[Activity] Copy every line of the records below where the word "white" occurs.

[Start of Attachment]

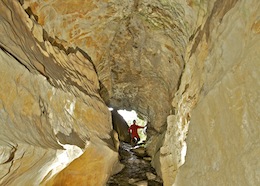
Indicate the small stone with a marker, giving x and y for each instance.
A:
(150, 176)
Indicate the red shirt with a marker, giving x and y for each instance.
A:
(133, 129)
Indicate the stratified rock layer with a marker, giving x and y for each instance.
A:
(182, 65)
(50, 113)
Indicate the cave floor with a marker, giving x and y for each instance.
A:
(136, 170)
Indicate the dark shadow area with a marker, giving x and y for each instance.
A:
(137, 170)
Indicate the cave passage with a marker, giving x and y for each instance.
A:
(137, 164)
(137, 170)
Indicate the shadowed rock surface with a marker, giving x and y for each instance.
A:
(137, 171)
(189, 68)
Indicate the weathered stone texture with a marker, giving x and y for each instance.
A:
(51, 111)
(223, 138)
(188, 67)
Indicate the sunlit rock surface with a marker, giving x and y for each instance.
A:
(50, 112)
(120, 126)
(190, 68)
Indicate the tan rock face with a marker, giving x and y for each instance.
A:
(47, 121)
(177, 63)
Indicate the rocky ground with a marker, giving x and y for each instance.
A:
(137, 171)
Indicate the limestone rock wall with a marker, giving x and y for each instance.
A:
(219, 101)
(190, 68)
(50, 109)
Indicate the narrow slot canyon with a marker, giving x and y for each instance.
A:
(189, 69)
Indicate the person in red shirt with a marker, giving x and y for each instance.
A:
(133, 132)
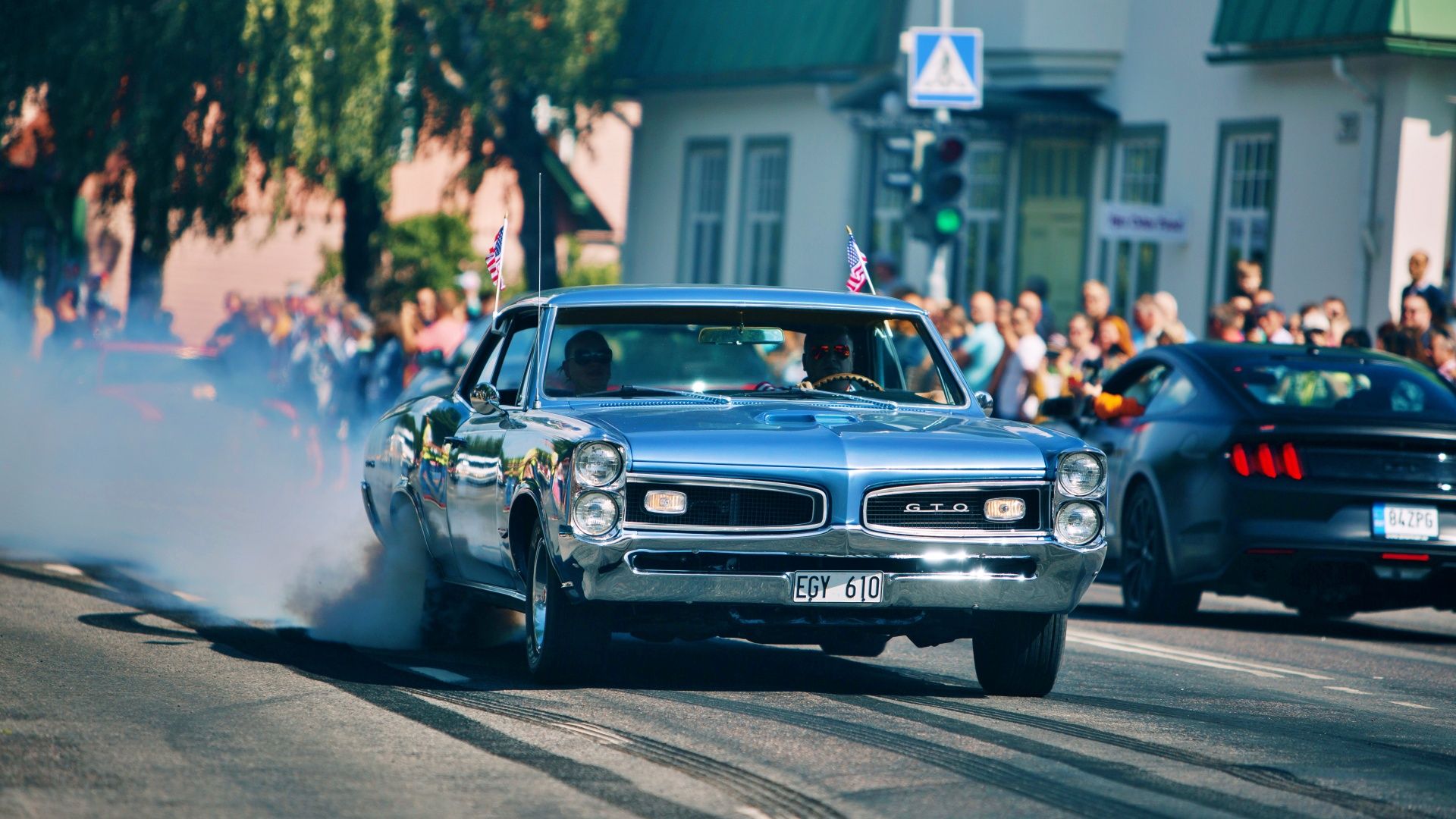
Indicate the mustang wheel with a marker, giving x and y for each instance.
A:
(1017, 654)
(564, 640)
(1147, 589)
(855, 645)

[End of Attachment]
[Start of Attachment]

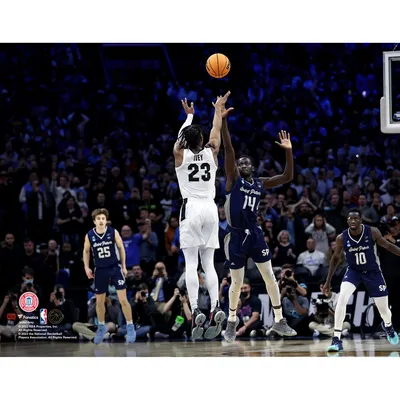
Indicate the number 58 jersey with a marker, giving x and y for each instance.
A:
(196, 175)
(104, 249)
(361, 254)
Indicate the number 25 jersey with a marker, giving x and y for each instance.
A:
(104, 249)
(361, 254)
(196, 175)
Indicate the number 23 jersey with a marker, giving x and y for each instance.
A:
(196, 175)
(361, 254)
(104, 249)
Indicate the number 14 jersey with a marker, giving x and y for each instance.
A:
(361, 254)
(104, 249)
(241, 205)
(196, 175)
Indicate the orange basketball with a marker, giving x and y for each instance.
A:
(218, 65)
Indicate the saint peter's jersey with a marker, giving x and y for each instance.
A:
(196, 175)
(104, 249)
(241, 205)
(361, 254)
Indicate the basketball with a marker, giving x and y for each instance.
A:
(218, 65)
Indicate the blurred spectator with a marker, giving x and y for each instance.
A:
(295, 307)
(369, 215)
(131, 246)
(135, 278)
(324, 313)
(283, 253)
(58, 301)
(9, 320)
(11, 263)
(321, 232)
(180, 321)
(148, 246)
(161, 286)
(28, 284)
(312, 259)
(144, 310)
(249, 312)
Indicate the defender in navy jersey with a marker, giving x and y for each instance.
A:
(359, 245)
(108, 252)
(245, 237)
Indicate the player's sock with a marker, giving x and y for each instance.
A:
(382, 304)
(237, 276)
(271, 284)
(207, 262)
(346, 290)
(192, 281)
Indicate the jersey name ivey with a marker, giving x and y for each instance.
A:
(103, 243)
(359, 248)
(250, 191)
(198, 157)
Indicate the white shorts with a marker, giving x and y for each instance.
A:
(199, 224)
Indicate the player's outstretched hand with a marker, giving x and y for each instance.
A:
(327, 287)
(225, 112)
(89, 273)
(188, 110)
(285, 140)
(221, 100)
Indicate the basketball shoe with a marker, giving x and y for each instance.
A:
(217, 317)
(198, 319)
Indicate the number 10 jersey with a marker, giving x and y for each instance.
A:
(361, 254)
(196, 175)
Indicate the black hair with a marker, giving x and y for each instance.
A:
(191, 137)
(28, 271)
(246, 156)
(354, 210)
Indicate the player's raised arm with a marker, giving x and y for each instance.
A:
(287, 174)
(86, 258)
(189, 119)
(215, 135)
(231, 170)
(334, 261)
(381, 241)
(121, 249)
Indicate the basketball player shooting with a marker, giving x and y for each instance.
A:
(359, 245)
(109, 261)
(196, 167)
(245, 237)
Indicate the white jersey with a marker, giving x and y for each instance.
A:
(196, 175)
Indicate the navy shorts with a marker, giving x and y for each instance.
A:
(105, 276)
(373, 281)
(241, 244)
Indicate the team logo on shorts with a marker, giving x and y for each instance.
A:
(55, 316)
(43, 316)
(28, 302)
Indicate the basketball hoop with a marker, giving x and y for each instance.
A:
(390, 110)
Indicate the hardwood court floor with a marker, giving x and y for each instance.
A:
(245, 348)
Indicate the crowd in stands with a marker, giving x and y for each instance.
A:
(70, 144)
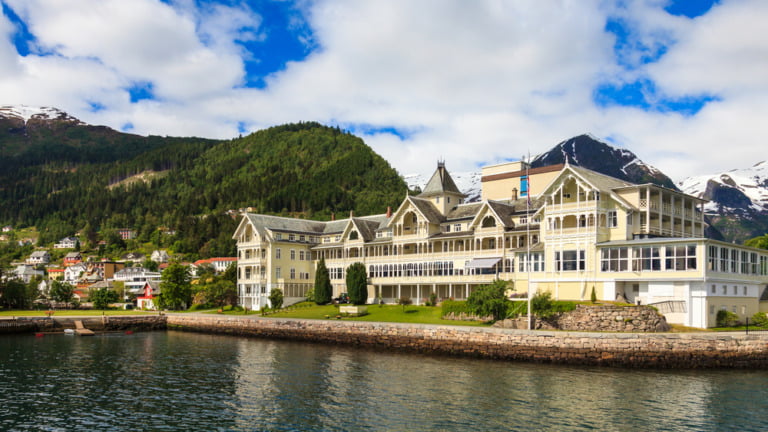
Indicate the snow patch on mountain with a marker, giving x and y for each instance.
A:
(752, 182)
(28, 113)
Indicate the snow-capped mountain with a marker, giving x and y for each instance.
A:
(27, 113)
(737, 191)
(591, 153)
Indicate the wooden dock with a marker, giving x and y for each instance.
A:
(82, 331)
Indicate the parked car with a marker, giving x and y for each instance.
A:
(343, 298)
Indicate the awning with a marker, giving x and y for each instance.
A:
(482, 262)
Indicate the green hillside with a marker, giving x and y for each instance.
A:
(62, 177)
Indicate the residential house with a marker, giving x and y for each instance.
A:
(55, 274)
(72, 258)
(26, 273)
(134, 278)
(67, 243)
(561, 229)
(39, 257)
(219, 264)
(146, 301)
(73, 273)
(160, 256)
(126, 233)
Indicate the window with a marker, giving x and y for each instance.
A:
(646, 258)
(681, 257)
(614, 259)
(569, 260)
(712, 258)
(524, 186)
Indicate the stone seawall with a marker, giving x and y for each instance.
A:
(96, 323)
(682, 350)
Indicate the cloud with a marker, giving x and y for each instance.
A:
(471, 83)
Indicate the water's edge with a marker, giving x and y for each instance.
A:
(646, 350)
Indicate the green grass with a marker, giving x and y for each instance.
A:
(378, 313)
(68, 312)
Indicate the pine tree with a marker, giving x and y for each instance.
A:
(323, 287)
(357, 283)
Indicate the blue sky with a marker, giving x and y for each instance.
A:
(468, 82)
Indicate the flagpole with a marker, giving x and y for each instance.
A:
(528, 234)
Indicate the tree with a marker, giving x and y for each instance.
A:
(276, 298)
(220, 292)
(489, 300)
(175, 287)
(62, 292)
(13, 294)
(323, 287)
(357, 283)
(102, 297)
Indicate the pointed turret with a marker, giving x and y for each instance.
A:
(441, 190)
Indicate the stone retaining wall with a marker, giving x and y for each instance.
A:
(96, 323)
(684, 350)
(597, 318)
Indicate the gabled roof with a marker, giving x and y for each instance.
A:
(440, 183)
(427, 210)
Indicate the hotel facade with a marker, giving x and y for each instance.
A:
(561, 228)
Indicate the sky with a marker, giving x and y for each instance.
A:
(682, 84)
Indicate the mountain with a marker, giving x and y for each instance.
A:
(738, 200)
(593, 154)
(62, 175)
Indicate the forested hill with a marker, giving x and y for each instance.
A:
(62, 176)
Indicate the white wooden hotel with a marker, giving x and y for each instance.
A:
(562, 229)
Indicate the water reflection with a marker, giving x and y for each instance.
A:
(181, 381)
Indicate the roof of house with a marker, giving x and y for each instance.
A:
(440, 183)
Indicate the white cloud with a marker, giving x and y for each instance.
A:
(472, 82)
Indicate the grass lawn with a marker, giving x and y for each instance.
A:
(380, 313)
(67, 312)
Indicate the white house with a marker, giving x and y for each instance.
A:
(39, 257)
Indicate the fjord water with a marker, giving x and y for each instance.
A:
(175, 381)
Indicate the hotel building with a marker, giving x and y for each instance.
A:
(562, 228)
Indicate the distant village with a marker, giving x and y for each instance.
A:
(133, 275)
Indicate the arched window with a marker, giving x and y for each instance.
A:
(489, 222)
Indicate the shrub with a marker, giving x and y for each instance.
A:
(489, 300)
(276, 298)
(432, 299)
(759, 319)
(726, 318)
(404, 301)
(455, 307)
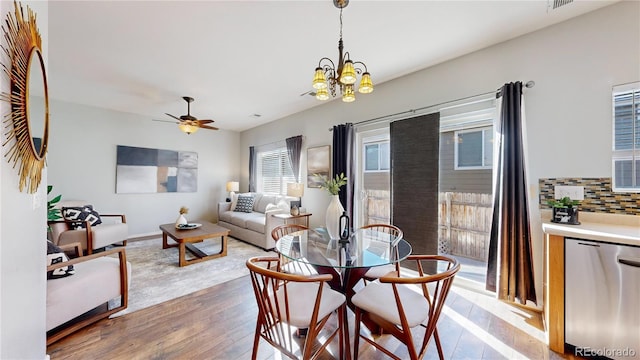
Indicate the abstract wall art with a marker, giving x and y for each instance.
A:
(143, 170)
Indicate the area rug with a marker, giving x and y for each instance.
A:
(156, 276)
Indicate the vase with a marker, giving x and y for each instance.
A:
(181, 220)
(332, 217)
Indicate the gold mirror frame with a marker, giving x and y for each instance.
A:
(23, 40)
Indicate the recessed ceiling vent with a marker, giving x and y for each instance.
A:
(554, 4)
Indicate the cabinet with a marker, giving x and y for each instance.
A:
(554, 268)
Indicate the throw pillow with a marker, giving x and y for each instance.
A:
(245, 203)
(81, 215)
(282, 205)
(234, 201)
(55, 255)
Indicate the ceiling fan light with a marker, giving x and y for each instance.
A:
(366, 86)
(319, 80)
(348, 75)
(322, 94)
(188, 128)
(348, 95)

[End of Attachment]

[Answer box]
Indicate the white shorts with a marker, giving x and y for each instance.
Indicate the white jersey with a marker, giving x and y for each instance.
Indicate the white wooden hotel with a marker, giving x and y for each instance.
Indicate the white cloud with a marker, giving x and y for each instance.
Indicate the white house with a marker, giving x and y for each instance.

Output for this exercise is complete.